TASK REQUIREMENTS:
A. Output the stretch of the November 22 memoir from "A Day I Can't" through "the same again.", copied word for word.
B. In the rows, switch "headlight" to "headlamp" across the stretch from the line containing "Player-spacing review: tag the black" through the end of the rows, leaving everything else unchanged. Give back only that stretch of rows.
══ ARTICLE ══
Sunday, November 22, 2009

A Day I Can't Forget

Today’s current generation may well be defined by 9/11 for the rest of its life the way my parents’ generation was irrevocably shaped by December 7. For my own generation, the unforgetable date was November 22, the day in 1963 that John F. Kennedy was assassinated as his motorcade drove past the Texas Book Repository in Dallas. That anniversary comes and goes with a certain memory of being stunned and never quite being the same again.

Just after lunch on Nov. 22, 1963, I was standing at my desk in the city room of The Atlanta Journal where I worked as a very junior reporter for that newspaper. I had my desk telephone to my ear and was talking to my Daddy. He often made a point of mentioning to me that one of his friends would show him an article in the Atlanta Journal with a By-Line of the same name as his. These articles might be about anything that was the news of the day, but much of the news of those days was about the end of racial segregation in its many forms. The Atlanta newspapers were known to be supporting it. My Daddy’s friends were not. Nor was he. Still, he liked to call me at work and pass a few minutes. I always had the sense, despite everything, he was proud of what I did. As we spoke on the telephone that after-lunch hour on Nov. 22, 1963, the bells on the teletype machines in the newsroom sounded an alarm. Somebody shouted something, and I said to my Daddy, “I’ve got to go. The President has just been shot.” I’ll never forget the moment or the words.
═══
══ INPUT MATERIAL ══
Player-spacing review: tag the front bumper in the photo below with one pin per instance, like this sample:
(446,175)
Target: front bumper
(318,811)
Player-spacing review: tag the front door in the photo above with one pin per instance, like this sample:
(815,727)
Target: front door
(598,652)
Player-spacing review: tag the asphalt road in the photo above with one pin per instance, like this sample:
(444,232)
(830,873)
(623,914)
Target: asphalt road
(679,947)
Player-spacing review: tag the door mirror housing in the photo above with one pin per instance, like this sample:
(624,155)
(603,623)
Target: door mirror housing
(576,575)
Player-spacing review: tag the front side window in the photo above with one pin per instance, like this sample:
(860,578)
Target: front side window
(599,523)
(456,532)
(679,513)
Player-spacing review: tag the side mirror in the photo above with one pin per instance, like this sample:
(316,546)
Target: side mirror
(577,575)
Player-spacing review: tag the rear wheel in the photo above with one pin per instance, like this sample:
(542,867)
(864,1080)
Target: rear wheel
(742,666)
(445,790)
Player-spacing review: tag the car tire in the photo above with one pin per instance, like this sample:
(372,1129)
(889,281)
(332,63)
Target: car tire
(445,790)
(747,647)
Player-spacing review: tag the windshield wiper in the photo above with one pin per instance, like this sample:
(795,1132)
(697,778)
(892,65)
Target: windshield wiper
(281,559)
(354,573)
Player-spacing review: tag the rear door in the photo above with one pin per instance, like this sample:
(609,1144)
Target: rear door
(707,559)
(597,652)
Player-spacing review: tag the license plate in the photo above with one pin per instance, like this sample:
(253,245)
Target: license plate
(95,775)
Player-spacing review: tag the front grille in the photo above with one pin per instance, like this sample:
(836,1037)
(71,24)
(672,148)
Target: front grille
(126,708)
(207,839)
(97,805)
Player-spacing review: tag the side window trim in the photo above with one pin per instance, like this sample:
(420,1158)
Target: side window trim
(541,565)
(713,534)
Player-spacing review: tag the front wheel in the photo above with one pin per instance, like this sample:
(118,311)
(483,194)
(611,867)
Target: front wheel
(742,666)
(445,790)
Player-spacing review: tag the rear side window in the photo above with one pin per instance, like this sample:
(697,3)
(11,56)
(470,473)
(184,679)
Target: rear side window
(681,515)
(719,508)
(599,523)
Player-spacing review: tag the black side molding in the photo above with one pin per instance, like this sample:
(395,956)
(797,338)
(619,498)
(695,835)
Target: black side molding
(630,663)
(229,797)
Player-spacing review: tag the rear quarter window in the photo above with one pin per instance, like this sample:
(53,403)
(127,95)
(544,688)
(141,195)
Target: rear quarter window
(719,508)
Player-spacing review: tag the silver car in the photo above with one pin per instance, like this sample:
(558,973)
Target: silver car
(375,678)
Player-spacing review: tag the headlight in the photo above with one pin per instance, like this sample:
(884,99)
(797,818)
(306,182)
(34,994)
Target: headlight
═══
ANSWERS TO EACH TASK:
A.
A Day I Can't Forget

Today’s current generation may well be defined by 9/11 for the rest of its life the way my parents’ generation was irrevocably shaped by December 7. For my own generation, the unforgetable date was November 22, the day in 1963 that John F. Kennedy was assassinated as his motorcade drove past the Texas Book Repository in Dallas. That anniversary comes and goes with a certain memory of being stunned and never quite being the same again.

B.
Player-spacing review: tag the black side molding in the photo above with one pin per instance, like this sample:
(395,956)
(797,338)
(619,498)
(695,835)
Target: black side molding
(630,663)
(229,797)
Player-spacing review: tag the rear quarter window in the photo above with one pin per instance, like this sample:
(53,403)
(127,95)
(544,688)
(141,195)
Target: rear quarter window
(719,508)
Player-spacing review: tag the silver car in the photo above with one pin per instance, like this sample:
(558,973)
Target: silver car
(375,678)
Player-spacing review: tag the headlamp in the photo above with one pin per instance, like this sample:
(884,99)
(797,818)
(306,182)
(34,994)
Target: headlamp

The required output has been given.